Problem details: No pictures, please: print exactly the lines from the one that contains "of the sailboat" through the last line of the listing.

Supplied entries:
════════════════

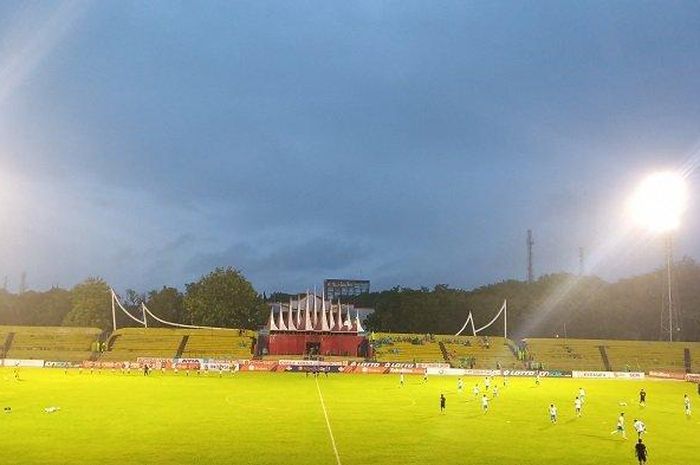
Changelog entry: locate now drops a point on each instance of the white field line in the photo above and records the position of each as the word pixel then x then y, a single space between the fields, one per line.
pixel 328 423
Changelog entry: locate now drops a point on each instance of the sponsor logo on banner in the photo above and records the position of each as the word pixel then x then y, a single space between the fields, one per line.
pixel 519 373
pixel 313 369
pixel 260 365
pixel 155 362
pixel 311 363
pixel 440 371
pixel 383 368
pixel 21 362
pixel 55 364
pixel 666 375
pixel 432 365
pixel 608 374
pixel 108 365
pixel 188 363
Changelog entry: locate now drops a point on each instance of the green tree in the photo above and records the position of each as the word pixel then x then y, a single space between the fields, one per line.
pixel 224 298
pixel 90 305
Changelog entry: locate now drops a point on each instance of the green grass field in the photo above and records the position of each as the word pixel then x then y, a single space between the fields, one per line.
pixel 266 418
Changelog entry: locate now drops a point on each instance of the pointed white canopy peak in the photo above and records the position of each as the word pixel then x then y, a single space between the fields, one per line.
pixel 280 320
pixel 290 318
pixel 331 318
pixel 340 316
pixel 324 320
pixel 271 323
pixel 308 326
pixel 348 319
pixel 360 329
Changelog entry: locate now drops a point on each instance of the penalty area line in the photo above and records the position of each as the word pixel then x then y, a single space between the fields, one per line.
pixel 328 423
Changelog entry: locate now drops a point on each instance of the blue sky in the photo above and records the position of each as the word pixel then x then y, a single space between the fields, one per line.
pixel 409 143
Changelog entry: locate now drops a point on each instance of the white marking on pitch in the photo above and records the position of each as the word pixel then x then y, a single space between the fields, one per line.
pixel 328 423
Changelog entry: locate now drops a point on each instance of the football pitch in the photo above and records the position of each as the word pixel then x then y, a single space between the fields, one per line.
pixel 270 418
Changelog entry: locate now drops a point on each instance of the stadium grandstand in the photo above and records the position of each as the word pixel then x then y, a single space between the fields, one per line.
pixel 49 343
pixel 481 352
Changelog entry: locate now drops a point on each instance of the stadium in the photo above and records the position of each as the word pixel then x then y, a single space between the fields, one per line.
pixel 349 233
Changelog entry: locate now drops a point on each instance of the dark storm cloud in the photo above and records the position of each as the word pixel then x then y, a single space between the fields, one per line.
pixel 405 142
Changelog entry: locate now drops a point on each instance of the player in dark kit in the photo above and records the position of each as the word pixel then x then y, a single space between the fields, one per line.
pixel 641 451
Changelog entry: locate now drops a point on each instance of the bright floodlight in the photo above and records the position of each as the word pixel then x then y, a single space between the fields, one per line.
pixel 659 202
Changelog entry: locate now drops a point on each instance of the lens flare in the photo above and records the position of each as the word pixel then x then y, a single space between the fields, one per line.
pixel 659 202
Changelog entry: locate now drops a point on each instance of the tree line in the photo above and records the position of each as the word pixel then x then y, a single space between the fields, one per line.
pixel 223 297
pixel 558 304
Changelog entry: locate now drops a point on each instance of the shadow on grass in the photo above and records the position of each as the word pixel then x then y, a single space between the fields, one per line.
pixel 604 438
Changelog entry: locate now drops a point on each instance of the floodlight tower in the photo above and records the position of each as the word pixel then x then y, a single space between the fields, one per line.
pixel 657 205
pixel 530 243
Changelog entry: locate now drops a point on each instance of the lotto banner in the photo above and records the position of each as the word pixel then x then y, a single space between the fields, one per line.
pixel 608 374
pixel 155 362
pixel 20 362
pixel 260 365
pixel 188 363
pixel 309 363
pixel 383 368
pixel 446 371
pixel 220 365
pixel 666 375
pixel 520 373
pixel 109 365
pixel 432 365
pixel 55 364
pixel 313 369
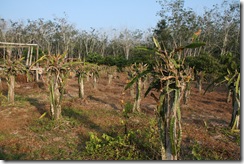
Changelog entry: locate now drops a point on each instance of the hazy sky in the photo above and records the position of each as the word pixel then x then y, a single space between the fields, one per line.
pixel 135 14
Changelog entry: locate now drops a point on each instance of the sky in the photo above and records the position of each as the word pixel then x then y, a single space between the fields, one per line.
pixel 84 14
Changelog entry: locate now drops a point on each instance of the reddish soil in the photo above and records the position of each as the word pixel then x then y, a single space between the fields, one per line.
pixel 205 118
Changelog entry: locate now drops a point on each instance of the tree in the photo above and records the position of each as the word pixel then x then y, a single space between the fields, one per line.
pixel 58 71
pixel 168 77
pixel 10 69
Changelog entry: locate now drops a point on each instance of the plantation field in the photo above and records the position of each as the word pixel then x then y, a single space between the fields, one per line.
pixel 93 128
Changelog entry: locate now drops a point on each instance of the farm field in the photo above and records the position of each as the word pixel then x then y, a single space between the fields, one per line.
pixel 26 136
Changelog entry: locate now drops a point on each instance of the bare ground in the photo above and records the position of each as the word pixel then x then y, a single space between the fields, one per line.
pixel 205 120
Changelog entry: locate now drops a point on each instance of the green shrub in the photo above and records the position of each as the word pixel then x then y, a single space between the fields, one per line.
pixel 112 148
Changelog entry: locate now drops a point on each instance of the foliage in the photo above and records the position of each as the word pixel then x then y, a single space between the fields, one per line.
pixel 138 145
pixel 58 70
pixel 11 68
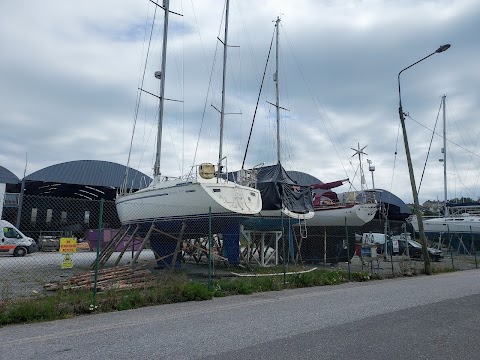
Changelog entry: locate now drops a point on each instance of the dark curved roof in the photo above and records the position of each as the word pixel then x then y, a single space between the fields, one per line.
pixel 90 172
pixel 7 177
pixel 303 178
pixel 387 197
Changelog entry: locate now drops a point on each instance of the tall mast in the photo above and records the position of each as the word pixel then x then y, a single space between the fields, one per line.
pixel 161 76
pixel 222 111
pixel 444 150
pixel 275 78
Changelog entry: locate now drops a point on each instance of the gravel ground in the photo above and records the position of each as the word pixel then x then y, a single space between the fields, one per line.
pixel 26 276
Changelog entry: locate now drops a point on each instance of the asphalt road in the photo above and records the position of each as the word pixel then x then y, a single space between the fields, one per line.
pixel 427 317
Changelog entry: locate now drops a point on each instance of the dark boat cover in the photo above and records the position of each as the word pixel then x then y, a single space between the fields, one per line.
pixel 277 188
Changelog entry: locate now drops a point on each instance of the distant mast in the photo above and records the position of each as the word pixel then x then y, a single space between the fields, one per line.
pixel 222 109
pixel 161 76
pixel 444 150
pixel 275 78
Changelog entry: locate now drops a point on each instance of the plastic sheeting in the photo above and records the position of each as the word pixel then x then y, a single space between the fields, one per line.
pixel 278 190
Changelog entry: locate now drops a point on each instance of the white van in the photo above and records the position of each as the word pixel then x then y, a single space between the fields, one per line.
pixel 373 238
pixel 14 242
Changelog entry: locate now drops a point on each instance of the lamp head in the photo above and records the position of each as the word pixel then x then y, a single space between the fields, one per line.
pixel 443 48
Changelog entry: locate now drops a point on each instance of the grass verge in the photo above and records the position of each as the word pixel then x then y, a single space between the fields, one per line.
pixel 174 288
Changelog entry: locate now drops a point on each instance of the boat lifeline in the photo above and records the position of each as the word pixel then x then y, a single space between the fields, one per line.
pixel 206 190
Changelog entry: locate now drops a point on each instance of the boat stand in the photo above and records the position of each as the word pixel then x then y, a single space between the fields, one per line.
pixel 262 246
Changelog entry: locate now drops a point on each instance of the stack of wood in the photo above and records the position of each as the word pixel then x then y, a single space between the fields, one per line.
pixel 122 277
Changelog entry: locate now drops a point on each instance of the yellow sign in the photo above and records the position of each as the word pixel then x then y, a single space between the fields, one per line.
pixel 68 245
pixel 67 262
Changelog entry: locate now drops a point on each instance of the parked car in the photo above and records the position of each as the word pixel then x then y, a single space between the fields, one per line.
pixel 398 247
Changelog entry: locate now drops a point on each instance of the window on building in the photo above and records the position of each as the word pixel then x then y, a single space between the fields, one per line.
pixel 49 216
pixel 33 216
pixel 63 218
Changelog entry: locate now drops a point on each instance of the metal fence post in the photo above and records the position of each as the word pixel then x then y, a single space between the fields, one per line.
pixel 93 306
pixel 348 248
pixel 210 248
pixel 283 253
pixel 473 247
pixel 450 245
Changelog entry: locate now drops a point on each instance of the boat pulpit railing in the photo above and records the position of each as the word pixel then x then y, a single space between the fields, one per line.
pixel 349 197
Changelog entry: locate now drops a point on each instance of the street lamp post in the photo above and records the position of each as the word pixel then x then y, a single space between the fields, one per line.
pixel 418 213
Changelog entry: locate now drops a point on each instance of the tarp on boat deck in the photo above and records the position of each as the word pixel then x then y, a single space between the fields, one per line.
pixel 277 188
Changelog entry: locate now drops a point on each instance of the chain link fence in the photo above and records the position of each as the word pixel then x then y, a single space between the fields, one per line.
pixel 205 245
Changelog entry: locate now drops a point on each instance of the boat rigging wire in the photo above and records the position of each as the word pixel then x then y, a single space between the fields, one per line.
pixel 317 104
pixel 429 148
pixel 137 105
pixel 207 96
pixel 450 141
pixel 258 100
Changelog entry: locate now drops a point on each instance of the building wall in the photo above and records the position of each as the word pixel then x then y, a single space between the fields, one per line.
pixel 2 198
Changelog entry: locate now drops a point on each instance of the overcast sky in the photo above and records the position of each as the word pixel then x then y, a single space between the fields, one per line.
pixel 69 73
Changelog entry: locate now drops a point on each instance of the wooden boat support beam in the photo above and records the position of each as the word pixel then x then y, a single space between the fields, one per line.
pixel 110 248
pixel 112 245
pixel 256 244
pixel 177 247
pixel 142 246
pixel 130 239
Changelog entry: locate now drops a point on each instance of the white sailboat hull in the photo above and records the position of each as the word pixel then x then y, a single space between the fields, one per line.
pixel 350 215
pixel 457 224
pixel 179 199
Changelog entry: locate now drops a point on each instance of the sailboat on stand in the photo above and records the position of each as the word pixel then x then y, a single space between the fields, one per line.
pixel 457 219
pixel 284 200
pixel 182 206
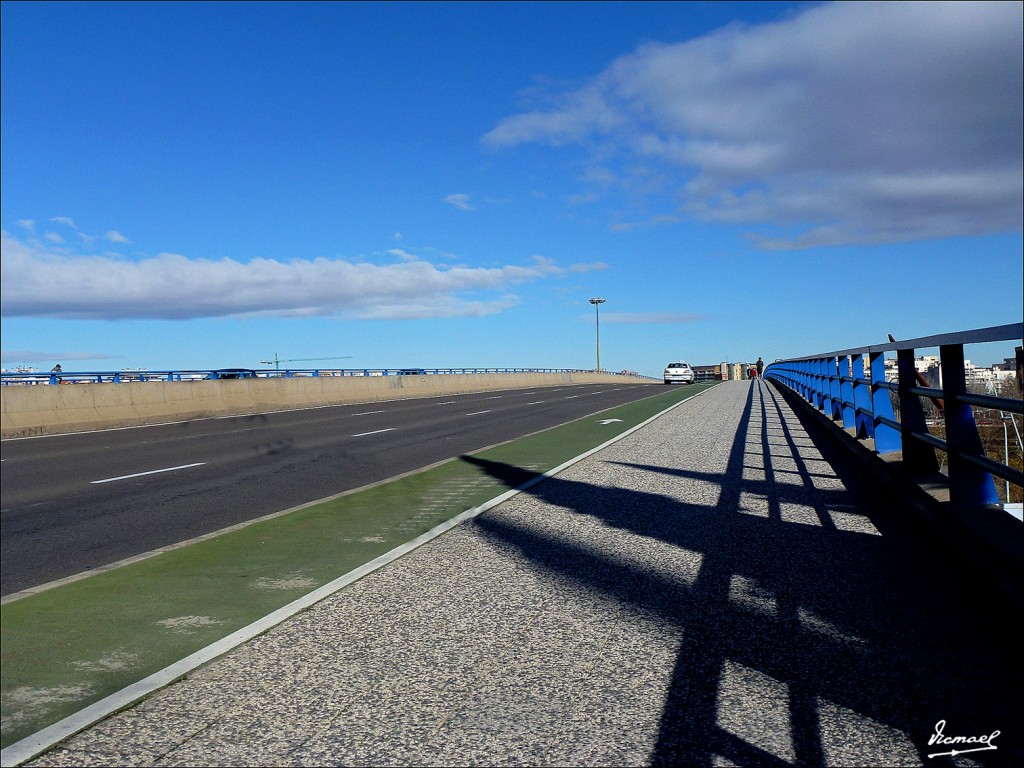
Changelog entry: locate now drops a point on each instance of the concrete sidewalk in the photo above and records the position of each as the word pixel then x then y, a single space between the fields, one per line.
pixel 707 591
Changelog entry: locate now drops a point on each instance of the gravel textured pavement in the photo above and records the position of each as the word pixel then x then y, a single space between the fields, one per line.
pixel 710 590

════════════════

Output of the exercise:
Changelog entry: locate now drops a point on each instance of the sailboat on stand in the photo above and records the position of each as the word pixel then x then y, a single space between the fields, one per line.
pixel 457 219
pixel 284 200
pixel 182 206
Changelog entry: locate now drops a point on each instance of the concrete sidewalk in the photo above and records the position of each as the word pixel then x then y, a single space between the fields, one per line.
pixel 707 591
Changelog entry: locate now drops a point on each instance of the gravel textured pavement in the photo above and records the position of each as the word pixel then x then y, a single space between the fields, one per line.
pixel 710 590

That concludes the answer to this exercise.